- _Work required_
Search the material for "below" and copy each line in which it is found.

---- Given data

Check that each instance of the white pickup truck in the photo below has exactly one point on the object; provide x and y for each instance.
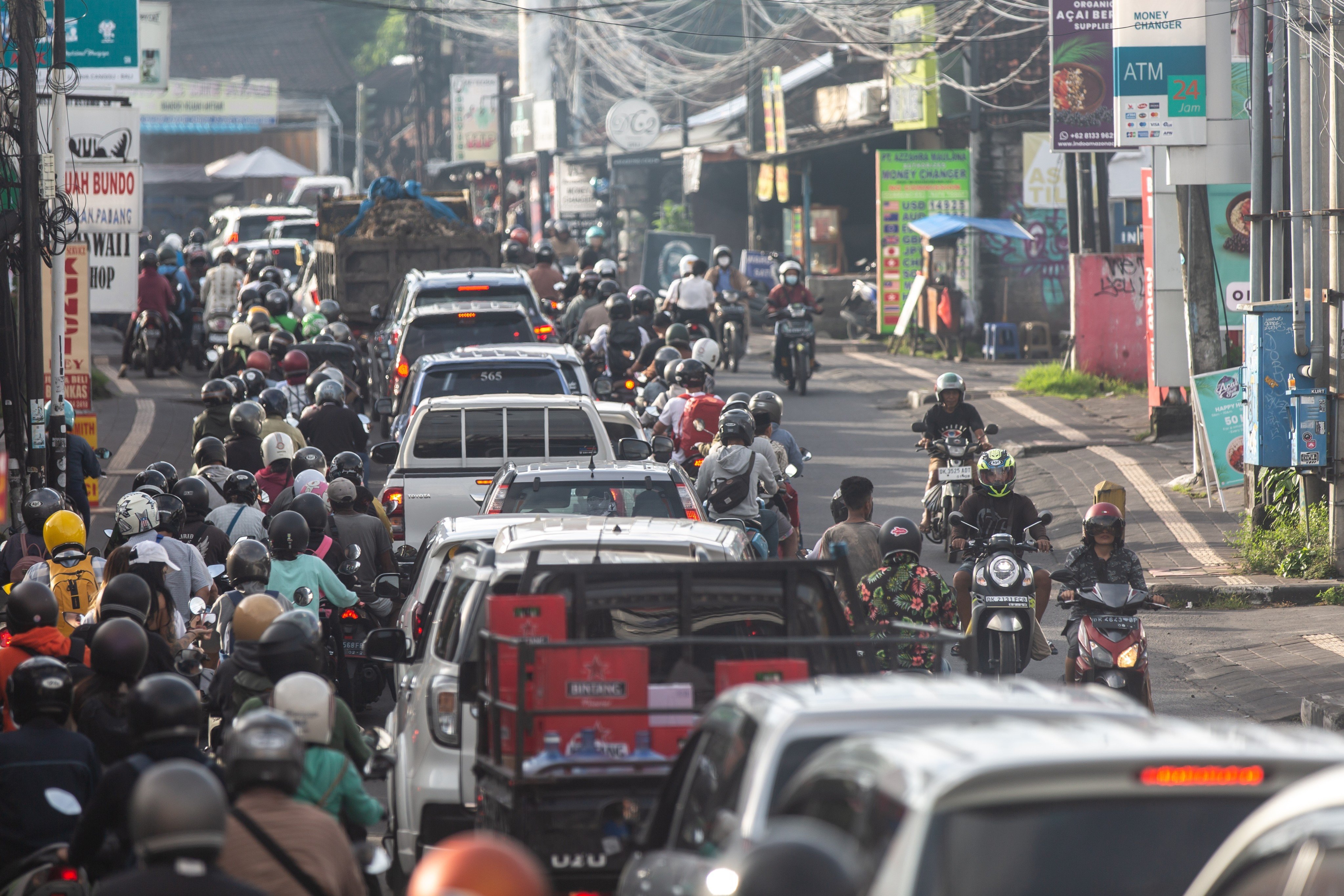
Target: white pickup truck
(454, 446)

--------
---- Given data

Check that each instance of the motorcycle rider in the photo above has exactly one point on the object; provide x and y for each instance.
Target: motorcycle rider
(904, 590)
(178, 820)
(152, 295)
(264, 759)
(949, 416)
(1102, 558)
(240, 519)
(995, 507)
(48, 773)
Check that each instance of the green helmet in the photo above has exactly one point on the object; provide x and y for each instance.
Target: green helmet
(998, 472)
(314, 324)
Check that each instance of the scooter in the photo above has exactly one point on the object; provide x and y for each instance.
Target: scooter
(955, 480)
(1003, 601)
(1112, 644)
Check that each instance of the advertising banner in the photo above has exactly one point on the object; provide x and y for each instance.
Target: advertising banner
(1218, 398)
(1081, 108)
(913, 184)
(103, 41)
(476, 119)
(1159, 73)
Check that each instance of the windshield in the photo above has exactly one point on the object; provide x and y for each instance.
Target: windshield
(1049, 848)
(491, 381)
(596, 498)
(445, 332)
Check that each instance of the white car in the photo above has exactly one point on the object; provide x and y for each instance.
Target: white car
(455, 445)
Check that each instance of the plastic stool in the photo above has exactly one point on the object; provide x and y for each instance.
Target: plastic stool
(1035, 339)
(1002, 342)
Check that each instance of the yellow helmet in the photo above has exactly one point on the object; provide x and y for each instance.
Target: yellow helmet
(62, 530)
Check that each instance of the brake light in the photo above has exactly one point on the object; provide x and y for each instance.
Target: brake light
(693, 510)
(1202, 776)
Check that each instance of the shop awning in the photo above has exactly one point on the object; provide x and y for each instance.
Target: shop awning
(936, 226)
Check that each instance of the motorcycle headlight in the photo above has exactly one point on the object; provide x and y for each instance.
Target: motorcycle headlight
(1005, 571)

--------
---- Given data

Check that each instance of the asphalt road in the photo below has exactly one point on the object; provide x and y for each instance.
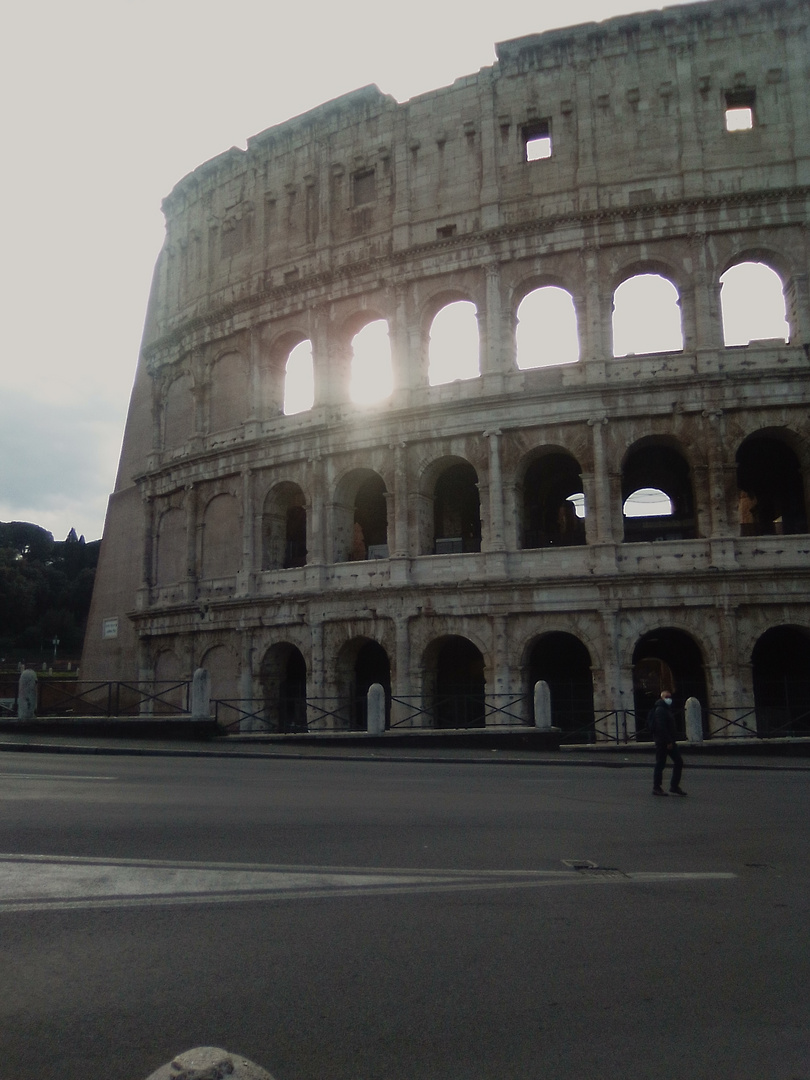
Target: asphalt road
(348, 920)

--------

- _Written reply_
Check that each instance of the white pickup truck in the photo below has exactly one point on the object; provide x and y for each instance.
Check that each instance of the asphalt road in the photo below has exactly one point on the object; provide x and y for each instance.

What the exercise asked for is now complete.